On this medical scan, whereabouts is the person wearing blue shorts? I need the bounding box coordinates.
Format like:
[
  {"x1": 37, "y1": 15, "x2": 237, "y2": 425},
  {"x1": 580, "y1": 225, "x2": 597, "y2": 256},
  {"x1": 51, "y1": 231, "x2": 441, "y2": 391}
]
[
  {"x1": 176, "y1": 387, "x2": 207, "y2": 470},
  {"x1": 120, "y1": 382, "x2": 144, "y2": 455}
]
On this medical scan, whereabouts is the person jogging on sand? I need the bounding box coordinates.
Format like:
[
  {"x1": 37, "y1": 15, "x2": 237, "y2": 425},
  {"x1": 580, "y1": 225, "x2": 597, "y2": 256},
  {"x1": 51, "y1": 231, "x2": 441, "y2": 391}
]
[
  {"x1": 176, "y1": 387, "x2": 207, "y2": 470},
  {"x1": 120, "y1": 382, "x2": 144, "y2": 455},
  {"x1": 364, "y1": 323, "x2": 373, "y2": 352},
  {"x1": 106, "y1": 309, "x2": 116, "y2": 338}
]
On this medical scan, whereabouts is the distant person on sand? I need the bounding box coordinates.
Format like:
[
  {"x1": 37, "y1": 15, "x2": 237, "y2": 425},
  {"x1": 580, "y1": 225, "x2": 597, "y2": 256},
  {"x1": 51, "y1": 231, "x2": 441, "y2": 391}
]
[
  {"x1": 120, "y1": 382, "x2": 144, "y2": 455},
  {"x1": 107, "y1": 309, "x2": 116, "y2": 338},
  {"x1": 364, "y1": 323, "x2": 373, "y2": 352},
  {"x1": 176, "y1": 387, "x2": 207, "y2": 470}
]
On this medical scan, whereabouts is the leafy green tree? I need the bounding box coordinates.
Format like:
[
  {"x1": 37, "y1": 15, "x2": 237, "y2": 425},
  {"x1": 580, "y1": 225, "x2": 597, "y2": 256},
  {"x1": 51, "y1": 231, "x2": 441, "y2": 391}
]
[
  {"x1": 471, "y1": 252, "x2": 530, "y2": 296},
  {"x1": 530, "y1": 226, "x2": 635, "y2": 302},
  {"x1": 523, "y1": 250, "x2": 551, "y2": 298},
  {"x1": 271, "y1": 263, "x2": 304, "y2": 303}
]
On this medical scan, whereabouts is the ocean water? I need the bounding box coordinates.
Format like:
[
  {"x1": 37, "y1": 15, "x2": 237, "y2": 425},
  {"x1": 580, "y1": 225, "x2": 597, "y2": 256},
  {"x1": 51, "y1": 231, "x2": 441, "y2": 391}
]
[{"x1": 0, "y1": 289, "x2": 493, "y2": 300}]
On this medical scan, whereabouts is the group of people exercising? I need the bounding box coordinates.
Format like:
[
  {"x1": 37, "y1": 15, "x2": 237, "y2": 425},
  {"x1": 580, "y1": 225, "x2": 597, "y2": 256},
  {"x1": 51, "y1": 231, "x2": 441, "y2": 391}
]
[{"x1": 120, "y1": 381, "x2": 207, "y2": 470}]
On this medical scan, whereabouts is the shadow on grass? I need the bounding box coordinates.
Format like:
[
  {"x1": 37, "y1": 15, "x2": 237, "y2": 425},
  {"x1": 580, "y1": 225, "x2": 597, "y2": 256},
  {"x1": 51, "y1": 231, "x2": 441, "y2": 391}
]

**PROBLEM**: Please select each line of the entries above that contains the word "scan", treating uppercase and lowercase as different.

**CORRECT RESPONSE**:
On this medical scan, whereabouts is the person wearing blue shorts? I need the bounding box coordinates.
On this medical scan, whereabouts is the person jogging on sand? I need the bounding box coordinates.
On this medical scan, whereabouts is the distant person on sand? I need the bounding box coordinates.
On this medical scan, whereabouts is the leafy green tree? I need the bounding box coordinates.
On this medical scan, whereabouts is the ocean water? I need the bounding box coordinates.
On this medical scan, whereabouts is the group of people exercising? I need the bounding box coordinates.
On this medical scan, whereabouts is the shadow on grass? I need the bounding box coordinates.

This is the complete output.